▶ [Problems to solve]:
1) In the rugby post, what is the "mercenary" thing that will take longer to expire?
2) Write out the part of the rugby post starting at "He was of course" and ending at "and hopefully Manu).".

I rated Lowe well enough to be an AB. Remember we were picking the likes of George Bridge above such players so theres no disputing a lot of bad decisions have been made by those last two coaches. Does a team like the ABs need a finicky winger who you have to adapt and change a lot of your style with to get benefit from? No, not really. But he still would have been a basic improvement on players like even Savea at the tail of his career, Bridge, and could even have converted into the answer of replacing Beauden at the back. Instead we persisted with NMS, Naholo, Havili, Reece, all players we would have cared even less about losing and all because Rieko had Lowe's number 11 jersey nailed down.


He was of course only 23 when he decided to leave, it was back in the beggining of the period they had started retaining players (from 2018 onwards I think, they came out saying theyre going to be more aggressive at some point). So he might, all of them, only just missed out.


The main point that Ed made is that situations like Lowe's, Aki's, JGP's, aren't going to happen in future. That's a bit of a "NZ" only problem, because those players need to reach such a high standard to be chosen by the All Blacks, were as a country like Ireland wants them a lot earlier like that. This is basically the 'ready in 3 years' concept Ireland relied on, versus the '5 years and they've left' concept' were that player is now ready to be chosen by the All Blacks (given a contract to play Super, ala SBW, and hopefully Manu).


The 'mercenary' thing that will take longer to expire, and which I was referring to, is the grandparents rule. The new kids coming through now aren't going to have as many gp born overseas, so the amount of players that can leave with a prospect of International rugby offer are going to drop dramatically at some point. All these kiwi fellas playing for a PI, is going to stop sadly.


The new era problem that will replace those old concerns is now French and Japanese clubs (doing the same as NRL teams have done for decades by) picking kids out of school. The problem here is not so much a national identity one, than it is a farm system where 9 in 10 players are left with nothing. A stunted education and no support in a foreign country (well they'll get kicked out of those countries were they don't in Australia).


It's the same sort of situation were NZ would be the big guy, but there weren't many downsides with it. The only one I can think was brought up but a poster on this site, I can't recall who it was, but he seemed to know a lot of kids coming from the Islands weren't really given the capability to fly back home during school xms holidays etc. That is probably something that should be fixed by the union. Otherwise getting someone like Fakatava over here for his last year of school definitely results in NZ being able to pick the cherries off the top but it also allows that player to develop and be able to represent Tonga and under age and possibly even later in his career. Where as a kid being taken from NZ is arguably going to be worse off in every respect other than perhaps money. Not going to develop as a person, not going to develop as a player as much, so I have a lotof sympathy for NZs case that I don't include them in that group but I certainly see where you're coming from and it encourages other countries to think they can do the same while not realising they're making a much worse experience/situation.

▶ [Listed entries]:
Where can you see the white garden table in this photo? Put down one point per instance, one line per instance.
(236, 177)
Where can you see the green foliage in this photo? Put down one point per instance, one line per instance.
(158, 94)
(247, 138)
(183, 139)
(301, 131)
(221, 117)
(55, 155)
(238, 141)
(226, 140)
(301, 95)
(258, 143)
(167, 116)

▶ [Results by task]:
1) The grandparents rule.

2)
He was of course only 23 when he decided to leave, it was back in the beggining of the period they had started retaining players (from 2018 onwards I think, they came out saying theyre going to be more aggressive at some point). So he might, all of them, only just missed out.


The main point that Ed made is that situations like Lowe's, Aki's, JGP's, aren't going to happen in future. That's a bit of a "NZ" only problem, because those players need to reach such a high standard to be chosen by the All Blacks, were as a country like Ireland wants them a lot earlier like that. This is basically the 'ready in 3 years' concept Ireland relied on, versus the '5 years and they've left' concept' were that player is now ready to be chosen by the All Blacks (given a contract to play Super, ala SBW, and hopefully Manu).